→ PROBLEM REQUIREMENTS: Copy all of the data that follows without altering a word.

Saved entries
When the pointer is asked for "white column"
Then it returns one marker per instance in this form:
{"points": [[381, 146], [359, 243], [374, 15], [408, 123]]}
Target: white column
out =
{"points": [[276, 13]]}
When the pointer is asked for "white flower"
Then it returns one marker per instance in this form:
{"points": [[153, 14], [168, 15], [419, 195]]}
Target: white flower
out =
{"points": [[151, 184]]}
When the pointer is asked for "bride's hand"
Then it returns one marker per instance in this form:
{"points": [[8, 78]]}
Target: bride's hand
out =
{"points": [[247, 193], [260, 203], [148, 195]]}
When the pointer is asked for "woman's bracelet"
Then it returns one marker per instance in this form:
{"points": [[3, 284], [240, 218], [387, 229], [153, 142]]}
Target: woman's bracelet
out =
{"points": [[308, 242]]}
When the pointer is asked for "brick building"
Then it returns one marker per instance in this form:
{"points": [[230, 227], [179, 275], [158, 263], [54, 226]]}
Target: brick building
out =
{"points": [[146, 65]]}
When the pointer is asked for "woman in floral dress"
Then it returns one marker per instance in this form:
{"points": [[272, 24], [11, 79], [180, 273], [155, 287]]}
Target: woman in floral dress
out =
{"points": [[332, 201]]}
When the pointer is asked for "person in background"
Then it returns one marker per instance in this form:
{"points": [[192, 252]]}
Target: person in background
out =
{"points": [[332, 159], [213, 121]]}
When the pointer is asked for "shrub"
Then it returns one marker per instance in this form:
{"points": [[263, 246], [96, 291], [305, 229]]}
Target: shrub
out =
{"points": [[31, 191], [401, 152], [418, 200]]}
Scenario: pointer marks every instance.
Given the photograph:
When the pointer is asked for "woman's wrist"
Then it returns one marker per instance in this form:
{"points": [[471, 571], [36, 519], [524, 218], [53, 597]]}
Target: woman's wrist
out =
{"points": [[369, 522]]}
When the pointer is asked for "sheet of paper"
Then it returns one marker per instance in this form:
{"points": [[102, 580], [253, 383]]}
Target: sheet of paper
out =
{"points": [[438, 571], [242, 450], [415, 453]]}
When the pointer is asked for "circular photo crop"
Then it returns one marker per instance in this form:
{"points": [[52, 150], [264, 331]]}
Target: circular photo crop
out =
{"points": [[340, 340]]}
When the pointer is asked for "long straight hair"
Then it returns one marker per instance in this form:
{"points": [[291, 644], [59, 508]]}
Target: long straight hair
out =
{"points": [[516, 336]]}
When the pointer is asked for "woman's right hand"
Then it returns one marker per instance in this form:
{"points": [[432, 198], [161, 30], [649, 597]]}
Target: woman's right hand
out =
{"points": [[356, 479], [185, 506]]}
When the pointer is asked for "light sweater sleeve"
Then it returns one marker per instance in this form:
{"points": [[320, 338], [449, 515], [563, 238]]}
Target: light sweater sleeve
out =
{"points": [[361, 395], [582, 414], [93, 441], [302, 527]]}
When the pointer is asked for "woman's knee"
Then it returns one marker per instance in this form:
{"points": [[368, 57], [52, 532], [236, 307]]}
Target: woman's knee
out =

→ ANSWER:
When the pointer is asked for "white column"
Then it returns one marker per instance in this form:
{"points": [[381, 146], [359, 243], [374, 15], [408, 123]]}
Target: white column
out =
{"points": [[276, 13]]}
When the pointer is asked for "white flower"
Then it returns one marker per instance in this form:
{"points": [[153, 14], [168, 15], [419, 195]]}
Target: white flower
out =
{"points": [[151, 184]]}
When the pointer is asked for "bride's hand"
Then it returns one marker per instance in this form:
{"points": [[8, 78]]}
Target: bride's hand
out =
{"points": [[247, 193], [260, 203], [148, 195]]}
When the pointer is asked for "woman's bracelet"
Then it returns one marker per instance in this form:
{"points": [[3, 284], [240, 218], [387, 229], [153, 142]]}
Target: woman's bracelet
out =
{"points": [[308, 242]]}
When the pointer is asked for "brick building"
Then it returns one marker per instance in this form:
{"points": [[230, 227], [179, 275], [158, 263], [54, 226]]}
Target: brick building
out =
{"points": [[146, 65]]}
When the pointer is asked for "woman in floral dress"
Then it returns one marker per instance in this form:
{"points": [[272, 24], [11, 79], [180, 273], [155, 287]]}
Target: woman in floral dress
out =
{"points": [[332, 201]]}
When the pointer is asked for "person in background"
Then it returns one marker per instance in this form:
{"points": [[192, 252]]}
Target: person in background
out =
{"points": [[332, 159], [213, 121]]}
When the pointer is asked for "shrub"
Then it returns one marker per instance in this form:
{"points": [[263, 246], [96, 291], [305, 229]]}
Target: shrub
out =
{"points": [[31, 191], [401, 152], [418, 200]]}
Scenario: pointer marks every instance.
Given the photograph:
When the pointer is asked for "woman's wrist"
Then it returns one marker per instance in this form:
{"points": [[471, 571], [36, 519], [524, 218], [53, 597]]}
Target: woman's wrist
out =
{"points": [[369, 522]]}
When the pointer is asked for "sheet of paper"
Then it returns one marker per instance in this form:
{"points": [[102, 580], [253, 383]]}
Target: sheet of paper
out =
{"points": [[438, 571], [242, 450], [415, 453]]}
When the pointer is asked for "circular photo crop"
Then it returns one marker per instance in this form:
{"points": [[52, 150], [264, 331]]}
Target: circular photo crop
out =
{"points": [[340, 340]]}
When the pointer is asked for "long straight hair"
Then it returns one marker per instance in this form:
{"points": [[291, 644], [59, 508]]}
Target: long straight hair
out =
{"points": [[516, 336]]}
When the pointer is asked for "woman's right hand"
Then it returns one marker per instance in this form:
{"points": [[432, 198], [161, 30], [649, 597]]}
Target: woman's right hand
out =
{"points": [[356, 479], [185, 506]]}
When the pointer is asked for "light sweater sleeve"
Then it returns one marker per instance in this form:
{"points": [[320, 338], [449, 515], [563, 238]]}
Target: light sweater sleeve
out =
{"points": [[361, 395], [582, 414], [93, 441], [302, 527]]}
When the pointer is asked for "woman's knee"
Then it returns one marker per instance in this form:
{"points": [[368, 57], [52, 532], [236, 307]]}
Target: woman's knee
out =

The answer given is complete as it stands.